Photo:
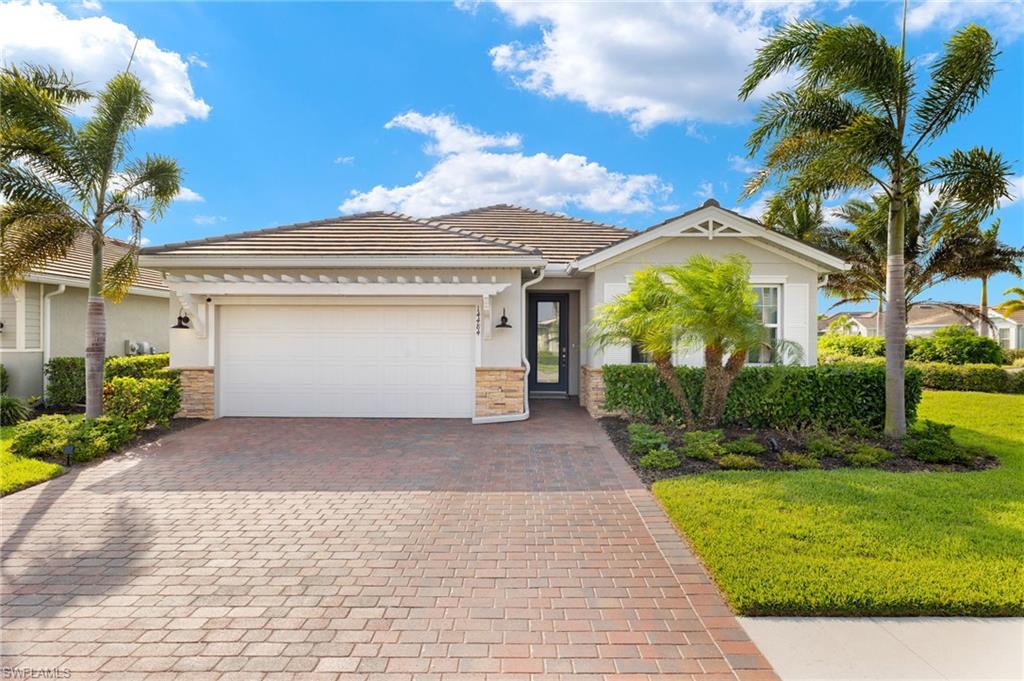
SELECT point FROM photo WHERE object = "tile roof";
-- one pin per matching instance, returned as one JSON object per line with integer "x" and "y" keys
{"x": 78, "y": 264}
{"x": 921, "y": 314}
{"x": 559, "y": 238}
{"x": 363, "y": 235}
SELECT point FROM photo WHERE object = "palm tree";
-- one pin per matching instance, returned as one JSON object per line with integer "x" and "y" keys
{"x": 982, "y": 255}
{"x": 934, "y": 252}
{"x": 855, "y": 121}
{"x": 1012, "y": 305}
{"x": 802, "y": 217}
{"x": 704, "y": 302}
{"x": 60, "y": 182}
{"x": 642, "y": 316}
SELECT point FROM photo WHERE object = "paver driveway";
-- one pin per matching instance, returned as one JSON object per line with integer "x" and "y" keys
{"x": 272, "y": 548}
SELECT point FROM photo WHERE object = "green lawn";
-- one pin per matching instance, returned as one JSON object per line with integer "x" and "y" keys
{"x": 864, "y": 542}
{"x": 18, "y": 472}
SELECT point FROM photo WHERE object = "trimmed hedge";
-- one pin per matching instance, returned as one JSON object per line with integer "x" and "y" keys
{"x": 66, "y": 381}
{"x": 66, "y": 376}
{"x": 940, "y": 376}
{"x": 141, "y": 401}
{"x": 978, "y": 378}
{"x": 832, "y": 396}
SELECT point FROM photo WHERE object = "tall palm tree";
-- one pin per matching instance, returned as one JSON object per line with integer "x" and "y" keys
{"x": 855, "y": 121}
{"x": 802, "y": 217}
{"x": 934, "y": 252}
{"x": 982, "y": 255}
{"x": 704, "y": 302}
{"x": 1012, "y": 305}
{"x": 59, "y": 182}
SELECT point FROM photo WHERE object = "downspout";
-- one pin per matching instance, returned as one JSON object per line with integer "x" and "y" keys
{"x": 525, "y": 362}
{"x": 46, "y": 330}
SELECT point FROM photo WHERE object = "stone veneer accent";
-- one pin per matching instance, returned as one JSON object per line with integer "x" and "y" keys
{"x": 197, "y": 392}
{"x": 592, "y": 391}
{"x": 499, "y": 390}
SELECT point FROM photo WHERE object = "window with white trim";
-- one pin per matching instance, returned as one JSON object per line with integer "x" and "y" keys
{"x": 1005, "y": 338}
{"x": 767, "y": 305}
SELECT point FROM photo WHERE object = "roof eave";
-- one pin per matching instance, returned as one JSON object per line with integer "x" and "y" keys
{"x": 169, "y": 261}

──────────

Make an exact copy of every entry above, minus the images.

Photo:
SELECT point FROM photo WHERE object = "tile roof";
-- one pin per matching instance, returned as one JSON object per line with integer "x" and "y" keys
{"x": 78, "y": 264}
{"x": 921, "y": 314}
{"x": 559, "y": 238}
{"x": 363, "y": 235}
SELECT point FROM photo WHERE object = "palm tree";
-- one pin per matching instance, returned as one JSON object per line with integer "x" and "y" keys
{"x": 982, "y": 255}
{"x": 934, "y": 252}
{"x": 855, "y": 121}
{"x": 1012, "y": 305}
{"x": 802, "y": 217}
{"x": 704, "y": 302}
{"x": 60, "y": 182}
{"x": 642, "y": 316}
SELECT point FROM photo WHERE object = "paver driveway";
-- one pin per matching instance, returned as one JSON object per line with integer "x" and "y" keys
{"x": 272, "y": 548}
SELECT point FROM photo WHERE object = "green lawn";
-- one pin per matching instance, returned as one JSON object per line with integer "x" and "y" keys
{"x": 864, "y": 542}
{"x": 18, "y": 472}
SELECT point FROM photo WHERE object = "trimmed hedge";
-- one pin per matching instance, returned as one JSON object per line with integer "x" and "y" keys
{"x": 66, "y": 381}
{"x": 66, "y": 376}
{"x": 940, "y": 376}
{"x": 141, "y": 401}
{"x": 978, "y": 378}
{"x": 832, "y": 396}
SELECT point FROM photo WHERE object = "tall palm tree";
-- one pin per matching instance, returned as one JSON object per line with integer "x" and "y" keys
{"x": 855, "y": 121}
{"x": 802, "y": 217}
{"x": 934, "y": 252}
{"x": 982, "y": 255}
{"x": 704, "y": 302}
{"x": 1012, "y": 305}
{"x": 59, "y": 182}
SELECT point FROM photo WHERE object = "downspout";
-- one pin per matching instance, returned as one JSON object per line with integer "x" and "y" keys
{"x": 525, "y": 362}
{"x": 46, "y": 330}
SELECT point FROM photo WHERE object = "stone veneer accent";
-- one pin per matching instance, returned as one JSON object per line with integer "x" and "y" keys
{"x": 197, "y": 392}
{"x": 592, "y": 391}
{"x": 499, "y": 390}
SELECT point FROM photo WHERE object = "window with white trim";
-- one pin per matching instance, returned as one JSON object per line with integer "x" and "y" keys
{"x": 1005, "y": 338}
{"x": 767, "y": 305}
SELECT point FROM photo WHERE object = "roof eave";
-- one pin per matching instance, returned as one JSON object per line with integer "x" and "y" keys
{"x": 169, "y": 261}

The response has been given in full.